Rewrite everything from the start of these lines down to the line containing "216), (324, 211)]", swapping "rings" for "loops" and leaving all else unchanged.
* START *
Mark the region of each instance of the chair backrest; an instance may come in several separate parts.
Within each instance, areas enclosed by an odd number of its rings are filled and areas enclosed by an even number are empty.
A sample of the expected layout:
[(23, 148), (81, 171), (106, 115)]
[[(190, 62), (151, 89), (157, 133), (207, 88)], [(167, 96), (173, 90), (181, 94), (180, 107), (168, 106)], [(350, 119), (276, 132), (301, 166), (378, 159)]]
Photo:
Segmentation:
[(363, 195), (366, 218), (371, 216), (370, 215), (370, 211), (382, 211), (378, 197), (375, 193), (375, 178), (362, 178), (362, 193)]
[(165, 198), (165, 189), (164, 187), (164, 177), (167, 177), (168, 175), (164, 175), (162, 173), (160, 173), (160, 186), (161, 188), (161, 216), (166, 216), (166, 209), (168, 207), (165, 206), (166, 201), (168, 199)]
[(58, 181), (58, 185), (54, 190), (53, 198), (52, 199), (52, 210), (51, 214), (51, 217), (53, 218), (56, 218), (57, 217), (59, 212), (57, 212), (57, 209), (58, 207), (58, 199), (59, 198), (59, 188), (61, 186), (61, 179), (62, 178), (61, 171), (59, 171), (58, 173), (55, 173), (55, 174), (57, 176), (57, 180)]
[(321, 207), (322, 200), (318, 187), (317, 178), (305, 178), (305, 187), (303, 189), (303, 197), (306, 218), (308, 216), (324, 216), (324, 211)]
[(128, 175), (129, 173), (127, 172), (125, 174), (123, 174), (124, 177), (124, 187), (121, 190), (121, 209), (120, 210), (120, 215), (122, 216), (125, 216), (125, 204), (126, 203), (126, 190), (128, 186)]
* END *
_CORRECT ANSWER_:
Mark the region of each instance of the chair backrest; an instance may come in several separate parts.
Within each instance, areas enclosed by an odd number of its loops are filled and areas enclosed by an even number are empty.
A sample of the expected layout:
[(23, 148), (81, 171), (106, 115)]
[[(190, 62), (151, 89), (157, 133), (207, 88)], [(167, 96), (173, 90), (181, 94), (180, 107), (168, 106)], [(350, 119), (276, 132), (301, 166), (378, 159)]]
Photo:
Segmentation:
[(363, 195), (366, 218), (371, 216), (370, 215), (370, 211), (382, 211), (378, 197), (375, 193), (375, 178), (362, 178), (362, 193)]
[(165, 198), (165, 189), (164, 187), (164, 177), (167, 177), (168, 175), (164, 175), (162, 173), (160, 173), (160, 186), (161, 188), (161, 216), (166, 216), (166, 209), (168, 207), (165, 206), (166, 201), (168, 199)]
[(58, 181), (58, 185), (54, 190), (53, 198), (52, 199), (52, 210), (51, 214), (51, 217), (53, 218), (56, 218), (57, 217), (59, 212), (57, 212), (57, 209), (58, 207), (58, 199), (59, 198), (59, 188), (61, 186), (61, 179), (62, 178), (61, 171), (59, 171), (58, 173), (55, 173), (55, 174), (57, 176), (57, 180)]
[(321, 207), (322, 200), (318, 187), (317, 178), (305, 178), (305, 187), (303, 189), (303, 197), (306, 218), (308, 216), (324, 216), (324, 211)]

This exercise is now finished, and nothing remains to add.